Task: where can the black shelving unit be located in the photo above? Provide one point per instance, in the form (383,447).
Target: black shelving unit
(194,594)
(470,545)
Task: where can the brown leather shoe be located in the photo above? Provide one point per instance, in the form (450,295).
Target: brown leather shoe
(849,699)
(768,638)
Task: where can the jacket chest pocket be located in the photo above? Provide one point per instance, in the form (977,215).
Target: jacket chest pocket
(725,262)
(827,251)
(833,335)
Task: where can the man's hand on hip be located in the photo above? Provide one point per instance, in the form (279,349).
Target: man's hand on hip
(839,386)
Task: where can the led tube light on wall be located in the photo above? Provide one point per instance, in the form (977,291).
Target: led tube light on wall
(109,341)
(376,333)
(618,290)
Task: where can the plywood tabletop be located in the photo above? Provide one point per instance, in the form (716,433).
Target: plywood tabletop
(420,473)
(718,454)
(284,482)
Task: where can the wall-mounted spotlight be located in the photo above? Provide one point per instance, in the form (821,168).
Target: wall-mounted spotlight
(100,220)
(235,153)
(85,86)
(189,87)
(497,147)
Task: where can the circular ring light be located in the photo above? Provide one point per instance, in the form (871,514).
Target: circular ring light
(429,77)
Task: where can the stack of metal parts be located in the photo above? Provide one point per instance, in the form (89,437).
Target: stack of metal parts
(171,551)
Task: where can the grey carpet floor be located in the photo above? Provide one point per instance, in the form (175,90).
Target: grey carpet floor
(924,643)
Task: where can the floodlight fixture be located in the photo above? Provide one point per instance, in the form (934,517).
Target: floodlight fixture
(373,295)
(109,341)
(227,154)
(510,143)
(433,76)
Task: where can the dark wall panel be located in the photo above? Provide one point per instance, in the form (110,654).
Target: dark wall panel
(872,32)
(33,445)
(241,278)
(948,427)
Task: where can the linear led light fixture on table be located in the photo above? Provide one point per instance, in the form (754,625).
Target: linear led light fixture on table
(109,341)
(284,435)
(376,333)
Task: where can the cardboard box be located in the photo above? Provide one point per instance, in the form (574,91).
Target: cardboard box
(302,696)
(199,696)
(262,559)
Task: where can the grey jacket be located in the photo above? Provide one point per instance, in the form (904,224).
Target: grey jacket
....
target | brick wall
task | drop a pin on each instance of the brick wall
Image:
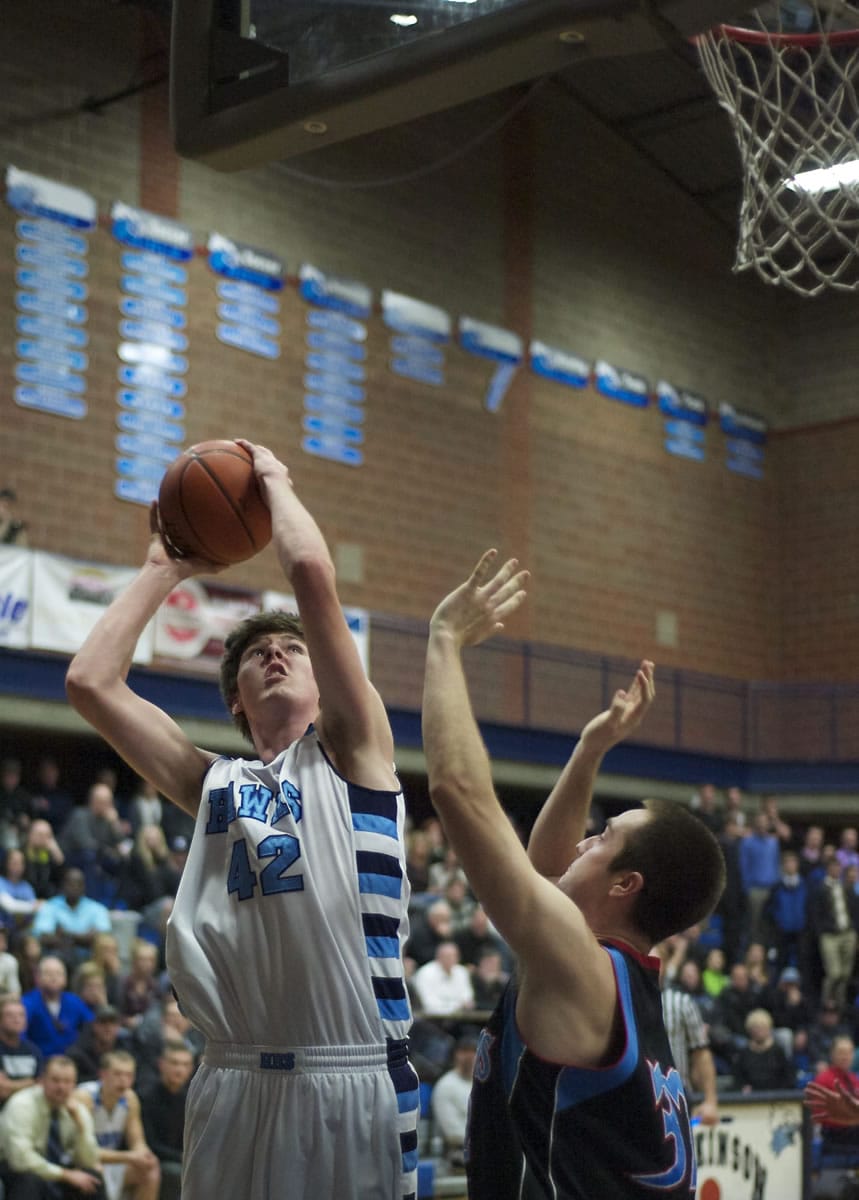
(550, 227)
....
• [Written problem]: Copy out everything from the line containing "Task: where can the cardboard" down to the line containing "Target: grey jacket", both included, exactly as they appear.

• [Answer for the task]:
Task: where can the cardboard box be located in the photo above? Provide one point per instance, in the form (574,91).
Target: cardboard box
(302,696)
(199,696)
(262,559)
Task: where can the grey jacket be located in the photo above? Provide one point per instance, in the form (904,224).
Target: grey jacket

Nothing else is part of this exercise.